- Given problem -
Update all of the data below, replacing every "photo" with "image" and leaving everything else unchanged. Omit the pictures from your answer.

(Dataset excerpts on object pointing)
- - - - - - -

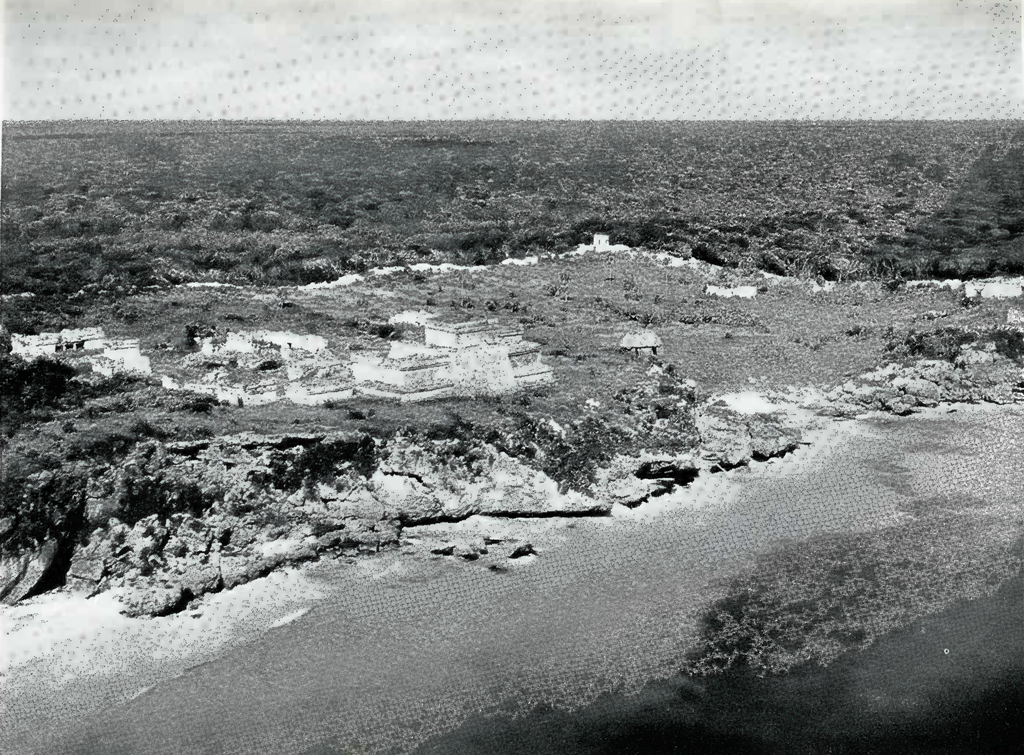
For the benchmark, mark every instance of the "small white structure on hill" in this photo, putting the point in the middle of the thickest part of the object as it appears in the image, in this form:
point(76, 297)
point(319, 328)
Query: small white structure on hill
point(122, 355)
point(249, 342)
point(81, 339)
point(477, 358)
point(645, 341)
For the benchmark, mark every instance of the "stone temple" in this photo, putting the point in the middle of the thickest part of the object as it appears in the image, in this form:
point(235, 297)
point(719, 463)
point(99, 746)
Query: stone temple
point(476, 358)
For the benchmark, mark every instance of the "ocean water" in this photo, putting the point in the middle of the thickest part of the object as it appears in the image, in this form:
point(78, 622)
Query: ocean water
point(580, 651)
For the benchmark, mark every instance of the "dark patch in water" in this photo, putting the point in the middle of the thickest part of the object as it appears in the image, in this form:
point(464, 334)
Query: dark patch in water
point(905, 695)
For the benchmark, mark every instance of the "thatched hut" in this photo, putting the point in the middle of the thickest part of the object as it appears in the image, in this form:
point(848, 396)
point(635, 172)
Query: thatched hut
point(643, 342)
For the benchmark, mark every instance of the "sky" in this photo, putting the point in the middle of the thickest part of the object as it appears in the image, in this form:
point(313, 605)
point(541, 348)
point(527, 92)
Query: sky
point(443, 59)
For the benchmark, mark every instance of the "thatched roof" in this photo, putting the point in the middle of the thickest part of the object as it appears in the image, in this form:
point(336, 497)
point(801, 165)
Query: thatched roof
point(643, 339)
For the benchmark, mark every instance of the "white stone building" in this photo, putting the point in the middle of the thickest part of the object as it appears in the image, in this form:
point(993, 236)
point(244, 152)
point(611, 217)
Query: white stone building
point(477, 358)
point(249, 342)
point(122, 355)
point(70, 340)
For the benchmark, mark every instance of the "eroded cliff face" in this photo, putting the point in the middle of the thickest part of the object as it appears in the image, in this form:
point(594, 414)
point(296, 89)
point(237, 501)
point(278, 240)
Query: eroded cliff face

- - - - - - -

- Exercise answer -
For the benchmark, mark every instance of the "small white structure on hill" in this image, putting the point in the middle of the thickest part of the object as it appears in the image, in this form:
point(76, 297)
point(319, 328)
Query: small white structure on hill
point(122, 355)
point(249, 342)
point(81, 339)
point(477, 358)
point(645, 341)
For the benchmark, mark every instance of the "stone temple" in this image, putting the point in the middle of the thickest part of the object as it appears in the image, in this form:
point(235, 297)
point(719, 463)
point(99, 746)
Query: stone temple
point(476, 358)
For the benchmark, mark every instance of the "ocean water" in this image, putting the point in the middle of the thickest part of the object as it appears in the image, in this form:
point(78, 622)
Query: ocean water
point(580, 651)
For the benchmark, mark every instance of the "dark patch in water" in this image, putting the point in the middle of the thickest part of the object as it appears in the image, in this form:
point(464, 334)
Query: dark patch in water
point(905, 695)
For the benchmark, mark every instance of the "thatched hut" in this image, putting the point in the middle of the thickest part of the object as it appears in the image, in this form:
point(848, 396)
point(635, 172)
Query: thatched hut
point(643, 342)
For the benchmark, mark every instance of the "sky" in this image, putting the point in the middle of the thickest part of the object as it appears in the image, in this form:
point(313, 605)
point(541, 348)
point(527, 92)
Query: sky
point(443, 59)
For the benchmark, mark every instance of the "thatched roof" in this image, putting the point in the middle of the thickest part of the object as it appears in the image, in this form:
point(336, 497)
point(801, 165)
Query: thatched roof
point(643, 339)
For the benchmark, mark every instance of the "white stone building" in this image, putting the point in the middle of the thickest part of the object as it appears in the image, in this form:
point(993, 236)
point(244, 152)
point(611, 217)
Query: white stone building
point(477, 358)
point(249, 342)
point(122, 355)
point(70, 340)
For the benchmark, mark every instance of the "eroded cliff face" in this image, putting the point in the middle of the thickest part of the object as it appears in the image, in this form:
point(594, 414)
point(296, 89)
point(237, 501)
point(278, 240)
Query: eroded cliff face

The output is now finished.